(Records drawn from a dataset)

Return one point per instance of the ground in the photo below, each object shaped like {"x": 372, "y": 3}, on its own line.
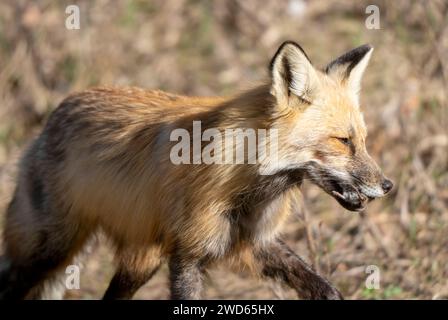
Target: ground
{"x": 221, "y": 47}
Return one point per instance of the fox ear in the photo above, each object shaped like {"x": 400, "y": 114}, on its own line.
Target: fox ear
{"x": 350, "y": 67}
{"x": 292, "y": 73}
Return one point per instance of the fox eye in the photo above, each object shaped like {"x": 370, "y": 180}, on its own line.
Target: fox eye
{"x": 345, "y": 141}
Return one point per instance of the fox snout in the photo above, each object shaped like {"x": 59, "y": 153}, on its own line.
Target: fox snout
{"x": 387, "y": 185}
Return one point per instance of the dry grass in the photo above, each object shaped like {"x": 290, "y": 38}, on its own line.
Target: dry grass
{"x": 204, "y": 48}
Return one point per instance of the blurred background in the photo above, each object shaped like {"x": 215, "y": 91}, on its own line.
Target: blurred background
{"x": 220, "y": 47}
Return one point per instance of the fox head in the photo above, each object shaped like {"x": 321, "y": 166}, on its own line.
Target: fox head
{"x": 321, "y": 126}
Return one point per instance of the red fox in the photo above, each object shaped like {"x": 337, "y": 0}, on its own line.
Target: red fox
{"x": 102, "y": 163}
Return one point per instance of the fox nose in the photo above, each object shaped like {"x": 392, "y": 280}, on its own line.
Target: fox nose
{"x": 387, "y": 185}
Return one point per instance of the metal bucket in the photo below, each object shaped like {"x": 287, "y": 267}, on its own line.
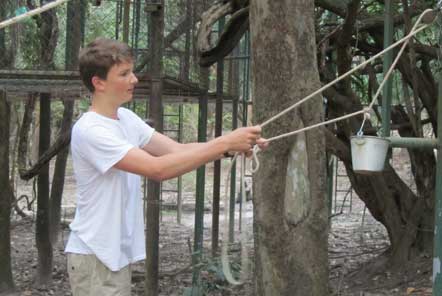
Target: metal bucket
{"x": 368, "y": 154}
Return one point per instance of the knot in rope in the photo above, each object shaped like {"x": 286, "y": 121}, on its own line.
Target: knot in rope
{"x": 255, "y": 160}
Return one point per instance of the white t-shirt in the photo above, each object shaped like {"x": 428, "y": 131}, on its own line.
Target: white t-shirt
{"x": 109, "y": 215}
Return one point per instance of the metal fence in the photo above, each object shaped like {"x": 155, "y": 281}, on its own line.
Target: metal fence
{"x": 41, "y": 42}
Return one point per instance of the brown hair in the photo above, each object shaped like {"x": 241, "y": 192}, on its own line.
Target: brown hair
{"x": 99, "y": 56}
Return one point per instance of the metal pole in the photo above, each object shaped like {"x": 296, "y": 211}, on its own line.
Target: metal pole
{"x": 126, "y": 20}
{"x": 200, "y": 184}
{"x": 218, "y": 133}
{"x": 388, "y": 59}
{"x": 154, "y": 188}
{"x": 437, "y": 252}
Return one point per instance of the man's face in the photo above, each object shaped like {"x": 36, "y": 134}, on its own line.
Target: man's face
{"x": 120, "y": 82}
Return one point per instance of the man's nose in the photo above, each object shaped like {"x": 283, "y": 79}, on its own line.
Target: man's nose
{"x": 134, "y": 79}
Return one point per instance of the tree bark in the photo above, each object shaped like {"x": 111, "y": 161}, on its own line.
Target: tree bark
{"x": 42, "y": 233}
{"x": 6, "y": 196}
{"x": 73, "y": 38}
{"x": 48, "y": 41}
{"x": 290, "y": 204}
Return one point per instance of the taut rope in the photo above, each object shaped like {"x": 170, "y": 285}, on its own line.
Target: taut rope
{"x": 244, "y": 260}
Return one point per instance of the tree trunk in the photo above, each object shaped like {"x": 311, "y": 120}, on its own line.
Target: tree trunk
{"x": 42, "y": 233}
{"x": 6, "y": 196}
{"x": 73, "y": 39}
{"x": 59, "y": 175}
{"x": 290, "y": 204}
{"x": 48, "y": 40}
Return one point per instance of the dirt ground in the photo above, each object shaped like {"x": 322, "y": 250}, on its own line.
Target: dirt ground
{"x": 355, "y": 241}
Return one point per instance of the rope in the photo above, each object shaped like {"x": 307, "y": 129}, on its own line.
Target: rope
{"x": 255, "y": 164}
{"x": 33, "y": 12}
{"x": 404, "y": 40}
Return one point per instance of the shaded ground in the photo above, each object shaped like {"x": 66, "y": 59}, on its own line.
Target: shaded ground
{"x": 355, "y": 240}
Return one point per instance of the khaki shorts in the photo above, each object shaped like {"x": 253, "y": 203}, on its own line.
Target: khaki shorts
{"x": 89, "y": 277}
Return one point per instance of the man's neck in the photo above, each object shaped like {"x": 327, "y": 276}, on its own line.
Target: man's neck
{"x": 103, "y": 105}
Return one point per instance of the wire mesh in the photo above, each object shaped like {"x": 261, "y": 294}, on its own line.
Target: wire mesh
{"x": 39, "y": 42}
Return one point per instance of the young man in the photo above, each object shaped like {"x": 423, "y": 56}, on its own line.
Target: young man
{"x": 111, "y": 147}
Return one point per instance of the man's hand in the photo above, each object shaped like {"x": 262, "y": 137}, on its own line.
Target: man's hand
{"x": 243, "y": 139}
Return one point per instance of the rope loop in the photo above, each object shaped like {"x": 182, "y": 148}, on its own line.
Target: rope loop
{"x": 255, "y": 160}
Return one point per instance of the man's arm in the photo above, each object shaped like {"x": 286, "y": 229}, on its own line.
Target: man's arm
{"x": 160, "y": 145}
{"x": 172, "y": 163}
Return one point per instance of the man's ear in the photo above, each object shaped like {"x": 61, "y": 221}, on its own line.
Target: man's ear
{"x": 98, "y": 83}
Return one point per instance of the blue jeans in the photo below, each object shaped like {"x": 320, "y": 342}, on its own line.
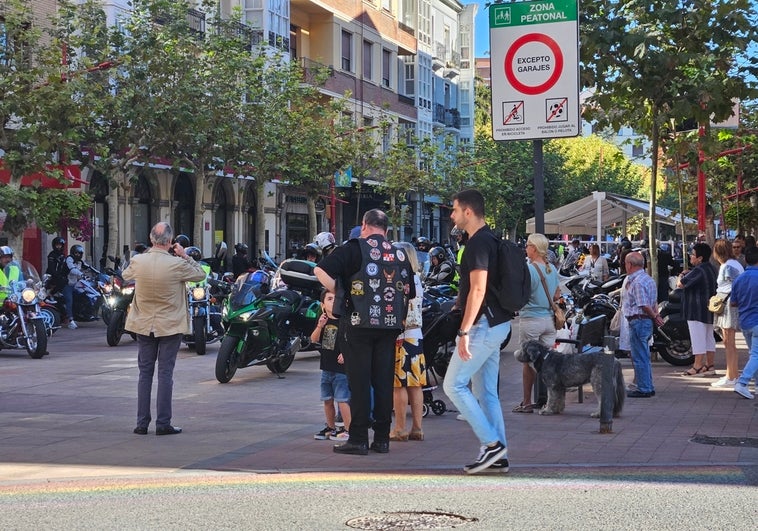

**TO DO**. For each line in the data that contains the string "below", give a copy of that line.

**TASK SOLUTION**.
Return one point per instance of the ground in the photo below, each object shaped like {"x": 372, "y": 3}, on its own line.
Return one point per instance of the metal bucket in the photo below, each object shaped like {"x": 287, "y": 267}, on its own line.
Return one point per instance of the blue jeans in the photo below, each object shaped like {"x": 320, "y": 342}, on its own line.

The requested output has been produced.